What the task asks: In the passage on combining EEG and EMG signals, which signal showed the poorest performance when used alone?
(Beginning of Text passage)
Additionally, it is also worth mentioning the deep study of the different combinations of signals which has to draw two main conclusions. First, the inequality of the EEGs recorded in the dataset. As it can be seen in Table 5, the channel C4A1 seems to have more information alone than the other two signals while using the same datasets. However, the second conclusion is that this information can be complemented with additional signals, which allow to mine information that relates the two signals in a single convolutional model. Even with the EMG which has shown the poorest performance of all signals alone, when it is combined with one of the EEGs channels the results are significantly better than the results of models using each EEG alone.
Those models were later used to compose different ensembles, and those ensembles have shown how the use of multiple signals, especially when they are heterogeneous, has better results than the ensemble of single-signals models of any models alone.
(End of Text passage)
(Beginning of Exercise data)
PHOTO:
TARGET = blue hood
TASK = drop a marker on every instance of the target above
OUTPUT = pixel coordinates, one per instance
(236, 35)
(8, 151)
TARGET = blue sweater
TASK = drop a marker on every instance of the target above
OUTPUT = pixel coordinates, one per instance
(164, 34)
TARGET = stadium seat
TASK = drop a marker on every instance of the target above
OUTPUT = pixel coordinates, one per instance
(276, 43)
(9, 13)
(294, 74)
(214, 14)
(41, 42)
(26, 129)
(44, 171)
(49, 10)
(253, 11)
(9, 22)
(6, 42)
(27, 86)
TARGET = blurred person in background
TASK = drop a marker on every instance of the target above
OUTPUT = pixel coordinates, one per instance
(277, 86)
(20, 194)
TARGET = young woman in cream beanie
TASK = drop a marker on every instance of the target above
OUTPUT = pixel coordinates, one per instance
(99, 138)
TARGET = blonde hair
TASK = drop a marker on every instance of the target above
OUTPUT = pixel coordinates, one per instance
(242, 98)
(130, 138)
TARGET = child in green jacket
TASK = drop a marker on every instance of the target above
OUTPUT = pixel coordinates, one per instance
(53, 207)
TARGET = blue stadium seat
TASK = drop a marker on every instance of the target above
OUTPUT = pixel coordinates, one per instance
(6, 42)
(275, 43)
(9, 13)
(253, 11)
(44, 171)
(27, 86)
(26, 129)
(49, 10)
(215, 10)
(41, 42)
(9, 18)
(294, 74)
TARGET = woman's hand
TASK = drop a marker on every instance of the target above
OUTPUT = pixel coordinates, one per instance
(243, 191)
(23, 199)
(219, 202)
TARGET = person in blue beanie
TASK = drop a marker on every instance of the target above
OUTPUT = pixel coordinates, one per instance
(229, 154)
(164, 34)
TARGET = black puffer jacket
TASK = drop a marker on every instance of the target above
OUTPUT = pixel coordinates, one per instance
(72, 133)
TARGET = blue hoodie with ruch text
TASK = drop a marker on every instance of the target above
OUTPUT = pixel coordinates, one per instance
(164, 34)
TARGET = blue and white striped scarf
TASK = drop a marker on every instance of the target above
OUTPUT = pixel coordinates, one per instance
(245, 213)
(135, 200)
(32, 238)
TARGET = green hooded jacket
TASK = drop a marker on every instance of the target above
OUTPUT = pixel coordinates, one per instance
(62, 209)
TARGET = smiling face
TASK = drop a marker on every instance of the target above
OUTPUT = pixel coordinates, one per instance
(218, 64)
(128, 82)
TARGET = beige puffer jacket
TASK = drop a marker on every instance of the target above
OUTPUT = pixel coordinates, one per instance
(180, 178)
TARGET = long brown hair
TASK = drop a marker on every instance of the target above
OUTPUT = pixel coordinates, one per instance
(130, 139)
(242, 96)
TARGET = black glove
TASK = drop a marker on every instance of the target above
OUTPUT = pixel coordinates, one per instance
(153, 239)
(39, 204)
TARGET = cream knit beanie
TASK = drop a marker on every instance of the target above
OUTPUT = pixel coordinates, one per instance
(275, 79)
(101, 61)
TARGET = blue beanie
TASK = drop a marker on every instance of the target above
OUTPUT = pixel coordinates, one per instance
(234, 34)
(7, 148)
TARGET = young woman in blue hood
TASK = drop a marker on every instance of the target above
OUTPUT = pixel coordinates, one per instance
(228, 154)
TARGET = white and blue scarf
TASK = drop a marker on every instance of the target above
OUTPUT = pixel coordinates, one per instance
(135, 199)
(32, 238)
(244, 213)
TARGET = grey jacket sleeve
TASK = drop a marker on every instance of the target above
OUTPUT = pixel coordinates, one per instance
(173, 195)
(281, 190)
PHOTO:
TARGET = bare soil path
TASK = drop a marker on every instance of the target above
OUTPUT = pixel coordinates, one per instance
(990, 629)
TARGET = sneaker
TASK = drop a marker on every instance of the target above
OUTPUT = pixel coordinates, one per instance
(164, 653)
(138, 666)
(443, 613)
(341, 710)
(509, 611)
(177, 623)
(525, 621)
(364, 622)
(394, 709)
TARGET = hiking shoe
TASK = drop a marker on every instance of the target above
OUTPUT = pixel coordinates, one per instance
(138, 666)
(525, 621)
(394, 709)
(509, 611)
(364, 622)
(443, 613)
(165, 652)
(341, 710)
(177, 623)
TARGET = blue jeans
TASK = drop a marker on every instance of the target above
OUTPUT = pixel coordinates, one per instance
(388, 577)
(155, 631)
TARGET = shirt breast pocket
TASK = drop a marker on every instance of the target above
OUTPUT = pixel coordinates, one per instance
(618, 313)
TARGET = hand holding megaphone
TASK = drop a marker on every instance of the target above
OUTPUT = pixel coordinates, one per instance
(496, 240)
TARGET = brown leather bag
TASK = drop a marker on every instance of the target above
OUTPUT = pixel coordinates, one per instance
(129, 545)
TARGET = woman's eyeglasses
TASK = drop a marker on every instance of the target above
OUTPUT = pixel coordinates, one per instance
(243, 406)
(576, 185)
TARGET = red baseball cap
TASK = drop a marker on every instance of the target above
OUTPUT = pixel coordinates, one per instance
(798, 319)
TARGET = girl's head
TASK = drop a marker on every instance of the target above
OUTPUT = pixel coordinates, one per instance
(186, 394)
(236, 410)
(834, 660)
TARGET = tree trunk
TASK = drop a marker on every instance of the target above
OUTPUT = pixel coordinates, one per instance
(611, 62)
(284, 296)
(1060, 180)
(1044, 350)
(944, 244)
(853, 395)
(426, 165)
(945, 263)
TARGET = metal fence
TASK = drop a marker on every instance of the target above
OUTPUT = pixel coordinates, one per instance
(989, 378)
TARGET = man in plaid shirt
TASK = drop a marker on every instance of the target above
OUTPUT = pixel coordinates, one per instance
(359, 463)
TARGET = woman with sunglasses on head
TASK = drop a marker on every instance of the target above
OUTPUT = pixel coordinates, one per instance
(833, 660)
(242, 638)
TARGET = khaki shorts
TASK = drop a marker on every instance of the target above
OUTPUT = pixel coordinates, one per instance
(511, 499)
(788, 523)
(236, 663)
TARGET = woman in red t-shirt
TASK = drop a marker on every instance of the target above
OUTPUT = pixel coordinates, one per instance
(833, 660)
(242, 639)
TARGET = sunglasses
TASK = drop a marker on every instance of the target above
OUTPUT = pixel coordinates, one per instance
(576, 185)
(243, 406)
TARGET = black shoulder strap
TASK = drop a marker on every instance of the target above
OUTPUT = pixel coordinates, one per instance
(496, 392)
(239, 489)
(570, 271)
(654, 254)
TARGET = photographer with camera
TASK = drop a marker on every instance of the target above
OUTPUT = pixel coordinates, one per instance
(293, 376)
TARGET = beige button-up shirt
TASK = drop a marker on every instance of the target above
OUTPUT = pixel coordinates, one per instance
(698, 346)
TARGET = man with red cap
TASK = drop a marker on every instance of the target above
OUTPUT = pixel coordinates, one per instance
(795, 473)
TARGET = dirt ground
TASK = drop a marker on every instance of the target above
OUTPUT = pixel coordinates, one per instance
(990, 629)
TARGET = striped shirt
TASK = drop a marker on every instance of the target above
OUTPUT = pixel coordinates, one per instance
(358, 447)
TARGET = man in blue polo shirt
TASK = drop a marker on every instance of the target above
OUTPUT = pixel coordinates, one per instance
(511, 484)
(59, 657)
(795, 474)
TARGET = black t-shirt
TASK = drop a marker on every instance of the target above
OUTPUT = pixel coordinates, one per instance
(End of Exercise data)
Problem solution: The EMG